- _What you need to do_
Copy out the records below, replacing every "instance" with "object" and keeping everything else the same.
---
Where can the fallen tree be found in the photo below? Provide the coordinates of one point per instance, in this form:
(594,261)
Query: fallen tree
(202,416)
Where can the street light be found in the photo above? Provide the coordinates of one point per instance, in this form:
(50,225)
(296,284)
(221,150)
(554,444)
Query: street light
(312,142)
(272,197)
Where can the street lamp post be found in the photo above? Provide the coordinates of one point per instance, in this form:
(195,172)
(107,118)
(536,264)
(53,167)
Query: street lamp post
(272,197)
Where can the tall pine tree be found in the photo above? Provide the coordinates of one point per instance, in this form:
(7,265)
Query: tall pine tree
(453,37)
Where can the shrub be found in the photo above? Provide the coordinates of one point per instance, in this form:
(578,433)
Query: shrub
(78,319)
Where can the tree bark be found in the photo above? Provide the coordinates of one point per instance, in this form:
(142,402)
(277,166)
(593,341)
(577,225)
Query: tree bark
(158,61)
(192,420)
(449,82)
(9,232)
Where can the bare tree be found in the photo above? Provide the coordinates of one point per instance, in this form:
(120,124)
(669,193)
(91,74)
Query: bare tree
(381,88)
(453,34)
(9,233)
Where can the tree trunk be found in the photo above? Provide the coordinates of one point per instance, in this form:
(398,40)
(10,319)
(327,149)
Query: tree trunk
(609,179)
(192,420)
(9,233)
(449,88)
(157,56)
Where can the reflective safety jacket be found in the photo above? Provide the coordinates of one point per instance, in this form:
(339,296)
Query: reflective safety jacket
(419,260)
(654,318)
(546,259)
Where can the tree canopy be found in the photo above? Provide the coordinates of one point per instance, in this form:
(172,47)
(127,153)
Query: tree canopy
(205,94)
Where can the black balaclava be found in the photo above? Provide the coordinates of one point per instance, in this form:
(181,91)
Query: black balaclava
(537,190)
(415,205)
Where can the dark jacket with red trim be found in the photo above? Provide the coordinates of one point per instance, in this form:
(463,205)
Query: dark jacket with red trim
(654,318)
---
- _Worked solution_
Where can the fallen tree be found in the photo below? Provide the coordinates of one point per object, in this form:
(594,261)
Query: fallen tree
(202,416)
Where can the street light be found in the photo above? Provide the coordinates of one point per object, in this form:
(50,225)
(296,284)
(221,150)
(554,444)
Query: street light
(312,142)
(272,197)
Where can the street lamp post be found in the photo above? Provide the coordinates of one point per object, in this form:
(195,172)
(107,118)
(536,264)
(53,167)
Query: street lamp post
(272,197)
Where can the tall pine tree be found in the photo above? Provide the coordinates of one point per object, in this form:
(7,265)
Query: tall pine tree
(453,37)
Where can the shrub be found in the photo above? Provide the coordinates of one point per object, in this form:
(578,433)
Query: shrub
(78,319)
Where can the tree bark be found in the photo above? Provide the coordinates of one point per object, in this form:
(142,402)
(277,166)
(593,341)
(577,225)
Query: tree bark
(158,61)
(192,420)
(449,82)
(9,232)
Where can the bare tree be found in the photo above? Provide the coordinates of one point per object, in this form:
(120,124)
(669,193)
(91,74)
Query: bare tree
(381,88)
(453,34)
(9,233)
Where can the tree trunk be found in the photo above? Provide the coordinates of one point per object, in this form:
(398,40)
(10,319)
(327,149)
Query: tree trunk
(609,179)
(192,420)
(9,233)
(449,88)
(157,56)
Where can the reflective safety jacket be found in the photo above? Provide the coordinates of one point per object, in this form:
(339,296)
Query: reflective safety jacket
(419,260)
(654,318)
(546,259)
Where can the tree canopy be found in the photo above? Provide the coordinates of one point per object, in this form:
(172,47)
(127,153)
Query: tree canopy
(205,94)
Where can the black balaclava be found in the photo above? Provide the coordinates of one point per object, in this form:
(181,91)
Query: black balaclava
(537,190)
(415,205)
Where can the dark jacket with red trim be found in the photo above? Provide the coordinates of one point per object, in this form:
(463,205)
Query: dark jacket with red trim
(654,318)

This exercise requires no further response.